▶ [EXERCISE] Copy without pictures. Please restate each line of the listing exactly.

((

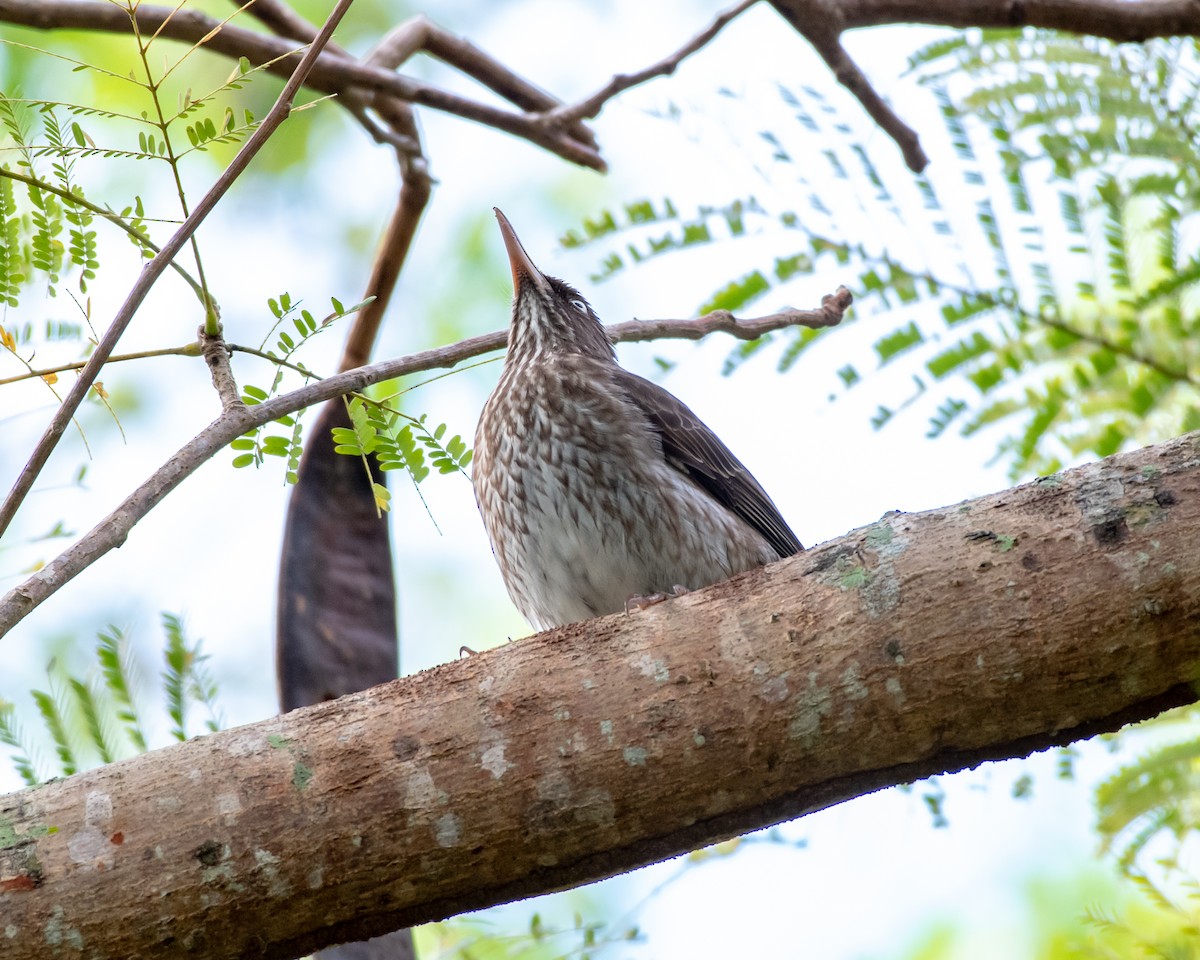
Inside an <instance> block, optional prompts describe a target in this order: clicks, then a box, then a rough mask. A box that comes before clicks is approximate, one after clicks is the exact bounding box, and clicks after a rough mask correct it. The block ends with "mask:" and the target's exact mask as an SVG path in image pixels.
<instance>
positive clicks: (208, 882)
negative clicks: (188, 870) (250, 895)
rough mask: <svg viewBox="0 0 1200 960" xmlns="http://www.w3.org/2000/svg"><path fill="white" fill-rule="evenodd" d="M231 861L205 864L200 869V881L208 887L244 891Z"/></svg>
mask: <svg viewBox="0 0 1200 960" xmlns="http://www.w3.org/2000/svg"><path fill="white" fill-rule="evenodd" d="M235 876H236V875H235V874H234V869H233V864H232V863H221V864H217V865H216V866H205V868H204V869H203V870H202V871H200V882H202V883H204V884H205V886H210V887H220V888H221V889H223V890H229V893H245V892H246V887H245V884H242V883H241V882H239V881H238V880H235V878H234V877H235Z"/></svg>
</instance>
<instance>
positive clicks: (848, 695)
mask: <svg viewBox="0 0 1200 960" xmlns="http://www.w3.org/2000/svg"><path fill="white" fill-rule="evenodd" d="M841 691H842V692H844V694H845V695H846V697H847V698H848V700H866V694H868V690H866V684H865V683H863V677H862V674H860V673H859V672H858V664H857V662H856V664H851V665H850V666H848V667H846V670H845V671H842V674H841Z"/></svg>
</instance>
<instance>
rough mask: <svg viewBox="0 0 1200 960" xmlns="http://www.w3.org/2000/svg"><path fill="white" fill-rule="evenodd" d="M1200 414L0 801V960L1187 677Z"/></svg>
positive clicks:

))

▶ [TASK RESULT]
Inside an <instance> block, optional prompts describe a target in this order: clicks, then a box, then a rough mask. A box that comes before clicks is approximate, one after clicks is the exact bounding box, and clicks after a rough mask correct it. The block ends with "mask:" and the target's exact mask as an SVG path in image pixels.
<instance>
positive clicks: (208, 882)
negative clicks: (188, 870) (250, 895)
rough mask: <svg viewBox="0 0 1200 960" xmlns="http://www.w3.org/2000/svg"><path fill="white" fill-rule="evenodd" d="M231 861L205 864L200 869V881L208 887L244 891Z"/></svg>
mask: <svg viewBox="0 0 1200 960" xmlns="http://www.w3.org/2000/svg"><path fill="white" fill-rule="evenodd" d="M235 876H236V875H235V874H234V869H233V864H232V863H221V864H217V865H216V866H205V868H204V869H203V870H202V871H200V882H202V883H204V884H205V886H210V887H220V888H221V889H223V890H229V893H245V892H246V887H245V884H242V883H241V882H239V881H238V880H235V878H234V877H235Z"/></svg>
</instance>
<instance>
positive clicks: (848, 695)
mask: <svg viewBox="0 0 1200 960" xmlns="http://www.w3.org/2000/svg"><path fill="white" fill-rule="evenodd" d="M841 691H842V692H844V694H845V695H846V697H847V698H848V700H866V694H868V690H866V684H865V683H863V677H862V674H860V673H859V672H858V664H857V662H856V664H851V665H850V666H848V667H846V670H845V671H842V674H841Z"/></svg>
</instance>
<instance>
rough mask: <svg viewBox="0 0 1200 960" xmlns="http://www.w3.org/2000/svg"><path fill="white" fill-rule="evenodd" d="M1200 414L0 801V960L1187 677Z"/></svg>
positive clicks:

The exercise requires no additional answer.